◆ Exercise directions
Look below for the line containing "Expected: a single pin indicated on each instance of the green". Reproduce it and every line after it exactly, and nothing more.

◆ Data provided

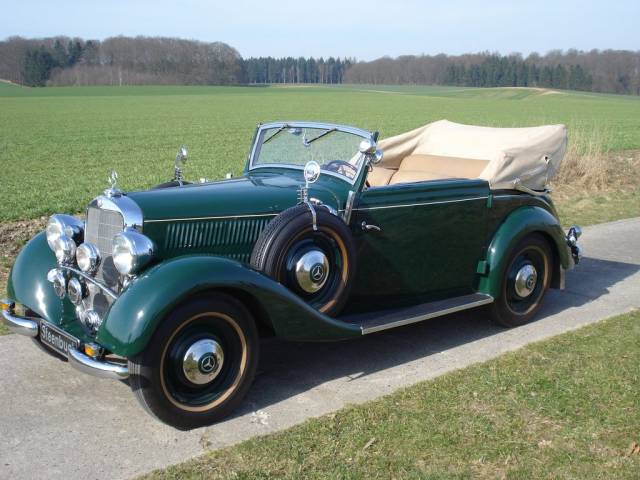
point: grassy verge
(563, 408)
(589, 208)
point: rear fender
(135, 315)
(518, 224)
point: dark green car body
(437, 240)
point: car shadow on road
(290, 368)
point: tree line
(172, 61)
(496, 71)
(296, 70)
(613, 71)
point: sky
(361, 29)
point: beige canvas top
(505, 157)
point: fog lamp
(88, 257)
(65, 249)
(76, 290)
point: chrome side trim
(420, 204)
(406, 321)
(222, 217)
(348, 207)
(90, 279)
(97, 368)
(20, 325)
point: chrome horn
(181, 159)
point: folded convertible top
(513, 157)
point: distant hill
(173, 61)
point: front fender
(28, 284)
(520, 223)
(140, 308)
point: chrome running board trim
(370, 323)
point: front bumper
(29, 327)
(17, 324)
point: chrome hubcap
(312, 271)
(526, 280)
(203, 361)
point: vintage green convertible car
(322, 238)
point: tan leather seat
(421, 168)
(380, 176)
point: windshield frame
(364, 134)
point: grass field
(564, 408)
(58, 144)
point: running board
(374, 322)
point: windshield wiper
(323, 134)
(276, 133)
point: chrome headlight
(65, 249)
(88, 257)
(59, 225)
(132, 251)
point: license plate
(56, 339)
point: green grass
(58, 144)
(565, 408)
(599, 207)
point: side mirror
(367, 147)
(370, 149)
(181, 159)
(311, 172)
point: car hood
(265, 193)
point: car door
(418, 241)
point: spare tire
(318, 265)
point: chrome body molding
(97, 368)
(219, 217)
(90, 279)
(404, 205)
(131, 212)
(348, 207)
(26, 326)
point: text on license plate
(54, 338)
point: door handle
(370, 228)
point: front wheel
(525, 281)
(199, 364)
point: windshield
(284, 145)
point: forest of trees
(172, 61)
(613, 71)
(296, 70)
(119, 61)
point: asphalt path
(56, 422)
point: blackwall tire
(289, 246)
(183, 400)
(525, 281)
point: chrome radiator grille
(101, 227)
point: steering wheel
(339, 166)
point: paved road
(58, 423)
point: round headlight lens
(88, 257)
(64, 248)
(131, 252)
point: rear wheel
(199, 364)
(525, 281)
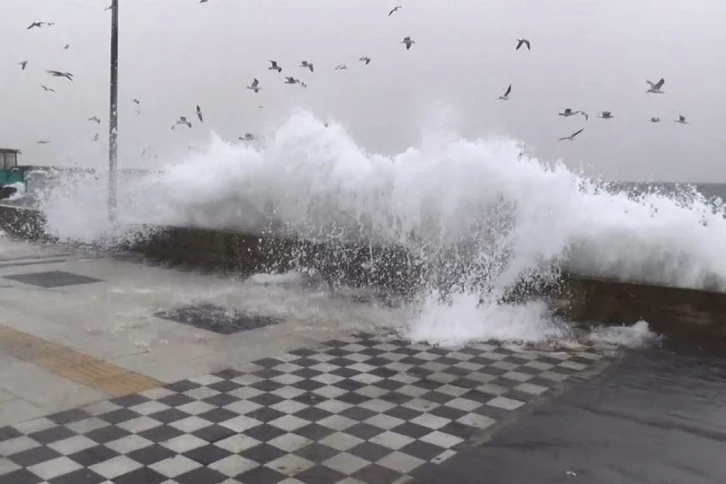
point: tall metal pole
(113, 116)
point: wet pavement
(129, 384)
(657, 417)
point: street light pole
(113, 116)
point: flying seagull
(505, 97)
(255, 86)
(569, 112)
(521, 42)
(67, 75)
(656, 87)
(39, 24)
(182, 120)
(395, 9)
(572, 136)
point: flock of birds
(654, 87)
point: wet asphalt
(658, 416)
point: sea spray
(480, 215)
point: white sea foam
(506, 217)
(633, 336)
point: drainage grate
(216, 318)
(52, 279)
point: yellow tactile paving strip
(74, 365)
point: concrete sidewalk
(101, 382)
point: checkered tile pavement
(361, 409)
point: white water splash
(516, 217)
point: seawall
(584, 299)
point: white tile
(553, 376)
(72, 445)
(289, 423)
(241, 423)
(377, 405)
(327, 378)
(100, 408)
(7, 466)
(54, 468)
(287, 379)
(333, 406)
(139, 424)
(290, 464)
(384, 421)
(201, 393)
(290, 442)
(16, 445)
(420, 404)
(539, 365)
(517, 376)
(288, 392)
(184, 443)
(196, 408)
(35, 425)
(340, 441)
(392, 440)
(572, 365)
(206, 379)
(505, 403)
(190, 424)
(288, 406)
(174, 466)
(157, 393)
(147, 408)
(531, 388)
(366, 378)
(430, 421)
(245, 393)
(371, 391)
(443, 456)
(346, 463)
(87, 425)
(478, 421)
(442, 439)
(337, 422)
(233, 465)
(242, 407)
(329, 392)
(400, 462)
(237, 443)
(128, 444)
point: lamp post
(113, 116)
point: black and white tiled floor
(361, 409)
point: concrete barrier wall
(588, 300)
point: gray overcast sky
(586, 54)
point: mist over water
(485, 213)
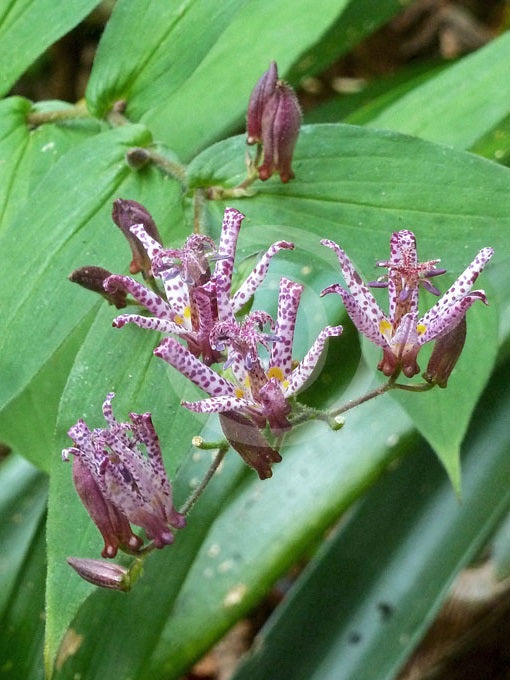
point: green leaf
(21, 643)
(373, 589)
(27, 154)
(23, 494)
(162, 86)
(28, 27)
(356, 187)
(68, 218)
(461, 104)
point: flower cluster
(401, 334)
(121, 485)
(244, 364)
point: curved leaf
(28, 27)
(373, 589)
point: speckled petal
(177, 294)
(360, 304)
(152, 247)
(217, 405)
(437, 325)
(250, 285)
(402, 249)
(152, 302)
(459, 289)
(288, 302)
(149, 322)
(305, 368)
(368, 324)
(204, 377)
(232, 220)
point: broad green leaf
(162, 86)
(266, 526)
(23, 494)
(27, 423)
(69, 220)
(27, 154)
(356, 187)
(461, 104)
(149, 385)
(28, 27)
(496, 143)
(373, 589)
(21, 642)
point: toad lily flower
(253, 395)
(401, 334)
(120, 485)
(190, 305)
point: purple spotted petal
(152, 247)
(439, 325)
(150, 300)
(459, 289)
(232, 220)
(305, 368)
(177, 293)
(148, 322)
(288, 302)
(224, 303)
(217, 405)
(360, 304)
(204, 377)
(250, 285)
(366, 321)
(402, 253)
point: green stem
(36, 118)
(193, 498)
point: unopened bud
(103, 574)
(92, 278)
(261, 93)
(445, 355)
(137, 158)
(125, 214)
(281, 121)
(249, 442)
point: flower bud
(262, 91)
(103, 574)
(125, 214)
(92, 278)
(281, 121)
(445, 355)
(249, 442)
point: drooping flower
(273, 120)
(401, 334)
(127, 213)
(121, 485)
(189, 307)
(252, 393)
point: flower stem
(79, 110)
(222, 450)
(391, 384)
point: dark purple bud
(246, 438)
(138, 157)
(445, 355)
(264, 88)
(113, 525)
(127, 213)
(103, 574)
(281, 121)
(92, 278)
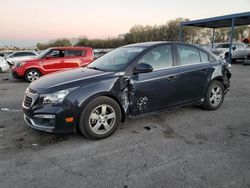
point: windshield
(117, 59)
(42, 54)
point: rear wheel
(32, 75)
(100, 118)
(214, 96)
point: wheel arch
(106, 94)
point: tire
(100, 118)
(32, 75)
(214, 96)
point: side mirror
(143, 68)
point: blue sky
(25, 22)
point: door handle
(171, 78)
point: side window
(158, 58)
(18, 54)
(188, 55)
(204, 56)
(70, 53)
(30, 54)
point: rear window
(188, 55)
(71, 53)
(204, 56)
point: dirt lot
(187, 147)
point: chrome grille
(27, 101)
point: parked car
(52, 60)
(128, 81)
(5, 53)
(239, 51)
(15, 57)
(4, 66)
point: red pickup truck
(52, 60)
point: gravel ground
(187, 147)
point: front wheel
(32, 75)
(214, 96)
(100, 118)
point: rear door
(157, 89)
(194, 70)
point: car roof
(156, 43)
(147, 44)
(70, 48)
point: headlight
(54, 98)
(221, 51)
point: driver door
(52, 61)
(157, 89)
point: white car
(239, 50)
(15, 57)
(4, 66)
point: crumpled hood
(68, 79)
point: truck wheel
(214, 96)
(32, 75)
(100, 118)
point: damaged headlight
(54, 98)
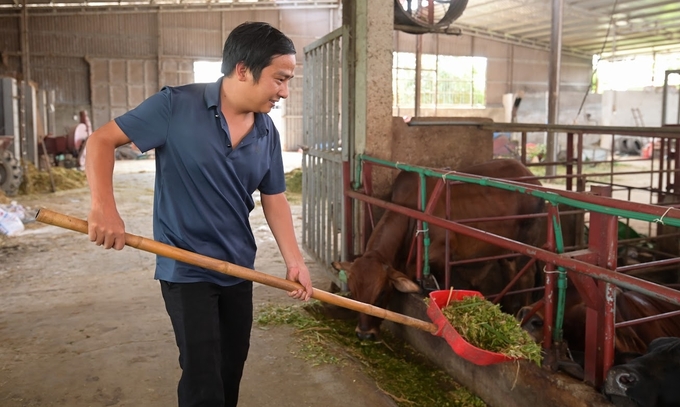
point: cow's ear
(661, 342)
(401, 282)
(342, 265)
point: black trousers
(212, 329)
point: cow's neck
(388, 237)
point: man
(214, 146)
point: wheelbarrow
(440, 327)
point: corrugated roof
(612, 28)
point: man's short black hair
(255, 44)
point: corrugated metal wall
(108, 63)
(164, 45)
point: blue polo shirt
(204, 186)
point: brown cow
(630, 305)
(373, 276)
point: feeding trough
(439, 300)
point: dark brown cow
(373, 276)
(651, 380)
(630, 305)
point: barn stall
(362, 122)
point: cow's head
(531, 318)
(372, 281)
(649, 380)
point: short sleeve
(147, 124)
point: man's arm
(105, 226)
(277, 212)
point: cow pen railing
(325, 146)
(593, 270)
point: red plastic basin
(462, 348)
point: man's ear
(241, 71)
(401, 282)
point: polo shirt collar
(211, 95)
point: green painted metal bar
(425, 230)
(561, 280)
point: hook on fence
(660, 220)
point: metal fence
(325, 128)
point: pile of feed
(37, 182)
(483, 324)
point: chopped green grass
(484, 325)
(398, 370)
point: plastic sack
(10, 224)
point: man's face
(273, 84)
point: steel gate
(326, 144)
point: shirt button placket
(219, 124)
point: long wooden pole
(162, 249)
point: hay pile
(485, 326)
(64, 179)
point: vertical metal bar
(581, 183)
(23, 88)
(447, 240)
(600, 320)
(569, 170)
(554, 80)
(419, 73)
(348, 211)
(347, 150)
(549, 297)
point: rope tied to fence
(559, 270)
(660, 220)
(447, 174)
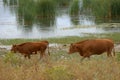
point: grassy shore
(59, 65)
(64, 40)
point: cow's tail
(48, 50)
(114, 51)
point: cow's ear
(77, 47)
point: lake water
(63, 26)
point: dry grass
(57, 67)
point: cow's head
(14, 48)
(73, 48)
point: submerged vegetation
(106, 10)
(45, 11)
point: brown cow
(29, 48)
(88, 47)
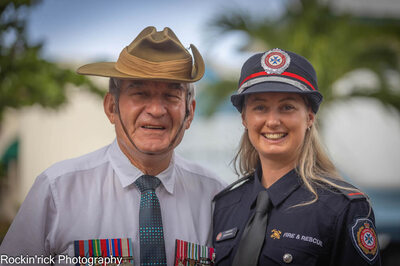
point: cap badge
(275, 61)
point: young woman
(291, 207)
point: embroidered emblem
(218, 236)
(275, 61)
(187, 253)
(228, 234)
(276, 234)
(364, 238)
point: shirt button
(287, 258)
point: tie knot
(147, 182)
(262, 201)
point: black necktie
(253, 234)
(152, 247)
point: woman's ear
(244, 122)
(310, 118)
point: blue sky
(80, 30)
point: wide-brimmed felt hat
(278, 70)
(152, 55)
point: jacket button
(287, 258)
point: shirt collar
(280, 190)
(128, 173)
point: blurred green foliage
(25, 77)
(335, 43)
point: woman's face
(277, 123)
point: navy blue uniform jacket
(338, 229)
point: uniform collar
(280, 190)
(128, 173)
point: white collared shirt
(93, 197)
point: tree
(335, 44)
(25, 77)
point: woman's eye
(259, 107)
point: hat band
(252, 82)
(135, 66)
(288, 74)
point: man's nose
(156, 107)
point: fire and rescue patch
(364, 239)
(276, 234)
(275, 61)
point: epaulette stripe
(234, 185)
(355, 194)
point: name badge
(228, 234)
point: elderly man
(134, 199)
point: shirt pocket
(287, 256)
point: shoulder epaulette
(351, 193)
(232, 186)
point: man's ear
(189, 119)
(109, 107)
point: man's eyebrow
(177, 86)
(261, 99)
(289, 98)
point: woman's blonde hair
(313, 166)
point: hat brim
(107, 69)
(315, 97)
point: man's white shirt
(93, 197)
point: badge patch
(228, 234)
(364, 238)
(276, 234)
(275, 61)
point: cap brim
(314, 96)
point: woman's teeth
(275, 135)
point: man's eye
(259, 107)
(288, 107)
(173, 96)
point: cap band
(252, 82)
(275, 77)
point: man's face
(153, 114)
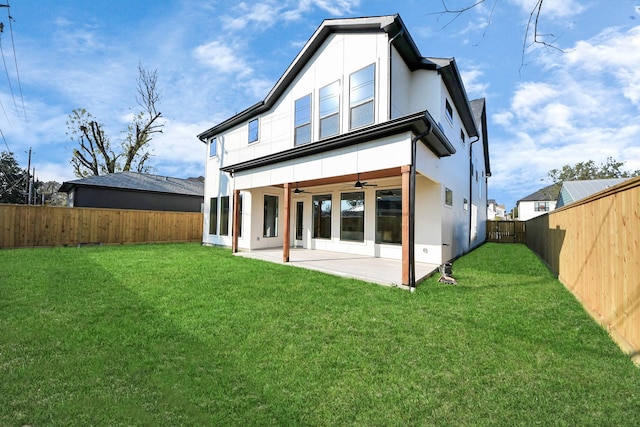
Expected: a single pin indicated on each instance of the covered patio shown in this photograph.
(382, 271)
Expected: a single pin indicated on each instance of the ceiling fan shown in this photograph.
(298, 190)
(359, 184)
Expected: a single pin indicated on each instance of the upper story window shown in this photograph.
(253, 131)
(361, 97)
(448, 197)
(448, 111)
(303, 120)
(330, 110)
(213, 147)
(541, 206)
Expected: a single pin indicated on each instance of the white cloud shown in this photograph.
(261, 14)
(472, 78)
(223, 57)
(585, 107)
(551, 9)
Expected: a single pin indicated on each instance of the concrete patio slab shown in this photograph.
(382, 271)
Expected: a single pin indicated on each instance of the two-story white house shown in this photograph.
(362, 146)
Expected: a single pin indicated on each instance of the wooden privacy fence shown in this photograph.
(594, 247)
(506, 231)
(30, 226)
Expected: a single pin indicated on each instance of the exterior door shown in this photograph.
(298, 233)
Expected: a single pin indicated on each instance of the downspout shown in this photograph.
(471, 187)
(412, 207)
(391, 40)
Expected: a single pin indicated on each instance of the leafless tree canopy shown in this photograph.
(532, 35)
(94, 155)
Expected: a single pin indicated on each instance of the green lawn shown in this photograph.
(190, 335)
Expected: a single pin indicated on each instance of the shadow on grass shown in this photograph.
(90, 351)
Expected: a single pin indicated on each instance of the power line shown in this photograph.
(5, 142)
(15, 61)
(6, 70)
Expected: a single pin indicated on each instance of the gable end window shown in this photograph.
(361, 97)
(303, 120)
(448, 197)
(213, 215)
(224, 216)
(253, 131)
(213, 147)
(541, 206)
(330, 110)
(448, 111)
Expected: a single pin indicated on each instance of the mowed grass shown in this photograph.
(190, 335)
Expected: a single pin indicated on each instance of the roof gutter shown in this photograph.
(436, 141)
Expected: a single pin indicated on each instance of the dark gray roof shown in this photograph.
(548, 193)
(576, 190)
(139, 182)
(403, 42)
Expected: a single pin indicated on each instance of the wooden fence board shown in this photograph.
(506, 231)
(31, 226)
(593, 246)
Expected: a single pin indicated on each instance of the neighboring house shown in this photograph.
(538, 203)
(495, 211)
(363, 146)
(573, 191)
(131, 190)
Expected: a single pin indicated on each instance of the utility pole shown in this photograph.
(31, 189)
(27, 186)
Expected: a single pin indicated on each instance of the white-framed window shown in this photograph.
(253, 131)
(352, 216)
(330, 110)
(448, 197)
(448, 111)
(224, 216)
(302, 120)
(541, 206)
(362, 97)
(213, 215)
(213, 147)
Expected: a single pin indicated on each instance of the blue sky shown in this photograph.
(546, 109)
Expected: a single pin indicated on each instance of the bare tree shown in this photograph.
(94, 156)
(145, 123)
(532, 34)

◆ Result of the exercise
Expected: a single pin indicated on each instance of the green lawn shown in this photograph.
(190, 335)
Expected: a single pin indicated on each instance of the shadow on grass shown in this photograph.
(90, 351)
Expected: a single pin indicated on each instance of the power line shown in this photograph.
(5, 142)
(15, 61)
(6, 70)
Expected: a single pin indicated on each instance of the gable end window shown in this photograph.
(361, 97)
(303, 120)
(448, 197)
(213, 215)
(224, 216)
(253, 131)
(213, 147)
(541, 206)
(330, 110)
(448, 111)
Expected: a single pin indicated on each instance of the mowed grass shown in this photograph.
(190, 335)
Expected: a single pin indicated on each instance of the roof gutter shown in this photograph.
(436, 141)
Expected: a single pin indicated on each instance of the dark gray roof shown in this photograph.
(548, 193)
(576, 190)
(139, 182)
(403, 42)
Expected: a single pin indicated on each instance of the wooden fence board shown in this photograph.
(506, 231)
(31, 226)
(593, 246)
Expected: a single pin indicated on each instance of the neighboring house shown in this photograph.
(538, 203)
(495, 211)
(363, 146)
(573, 191)
(131, 190)
Expected: a single pin indicated on each instance of the utility pole shown in this photograph.
(31, 189)
(27, 186)
Expected: a single pin indicated on each instance of the white-framed window shown in this photograph.
(253, 131)
(352, 216)
(330, 110)
(448, 197)
(448, 111)
(224, 216)
(302, 120)
(541, 206)
(362, 97)
(213, 215)
(213, 147)
Expected: a single pin indicated on each instance of the blue sky shown in this photograph.
(546, 109)
Expected: a single pin indicated on each instance of the bare tree shown in this photograph.
(94, 156)
(145, 123)
(532, 34)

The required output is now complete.